[PROMPT]: Return the records that follow, matching each one exactly.

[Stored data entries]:
***

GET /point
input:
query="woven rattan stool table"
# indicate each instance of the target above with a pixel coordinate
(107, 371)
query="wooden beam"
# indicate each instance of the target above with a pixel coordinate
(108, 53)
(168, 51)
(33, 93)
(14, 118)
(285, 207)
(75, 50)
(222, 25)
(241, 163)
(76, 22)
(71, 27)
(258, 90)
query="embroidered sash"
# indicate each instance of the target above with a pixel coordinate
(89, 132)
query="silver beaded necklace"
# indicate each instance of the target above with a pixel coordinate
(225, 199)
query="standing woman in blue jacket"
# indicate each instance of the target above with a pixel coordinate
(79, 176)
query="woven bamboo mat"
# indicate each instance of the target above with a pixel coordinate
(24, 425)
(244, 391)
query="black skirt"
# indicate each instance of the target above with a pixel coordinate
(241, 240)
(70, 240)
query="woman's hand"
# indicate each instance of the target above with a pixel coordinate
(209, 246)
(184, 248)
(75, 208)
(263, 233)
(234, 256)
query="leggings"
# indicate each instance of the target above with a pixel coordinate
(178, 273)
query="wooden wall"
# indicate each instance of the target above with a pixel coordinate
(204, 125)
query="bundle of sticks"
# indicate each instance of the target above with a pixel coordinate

***

[RESULT OF THIS TASK]:
GET /point
input:
query="woven rattan stool table"
# indicate each instance of the target above with a pixel coordinate
(107, 371)
query="wooden beam"
# indicate each instance of the target above with a pixel coordinate
(108, 53)
(168, 51)
(33, 93)
(14, 118)
(285, 207)
(75, 50)
(222, 25)
(241, 163)
(76, 22)
(71, 27)
(258, 90)
query="embroidered sash"
# indicate each instance of the target above with a pixel coordinate
(89, 132)
query="silver beaded necklace"
# indicate each instance of the target above with a pixel coordinate
(225, 199)
query="standing woman in blue jacket"
# indicate each instance of the target above with a pixel coordinate
(79, 176)
query="woven bamboo mat"
# indicate each instance of the target above with a pixel coordinate
(24, 425)
(244, 391)
query="black skirt"
# indicate each instance of the target above with a pixel coordinate
(241, 240)
(70, 240)
query="woman's hand"
# indicate each instance of the target above with a pixel coordinate
(209, 246)
(184, 248)
(75, 208)
(263, 233)
(234, 256)
query="leggings"
# indicate each instance of the target above with a pixel coordinate
(178, 273)
query="wooden wall"
# indicate each instance of the target above with a pixel coordinate
(204, 125)
query="bundle of sticks"
# indicate each instance of the target above with a pixel coordinate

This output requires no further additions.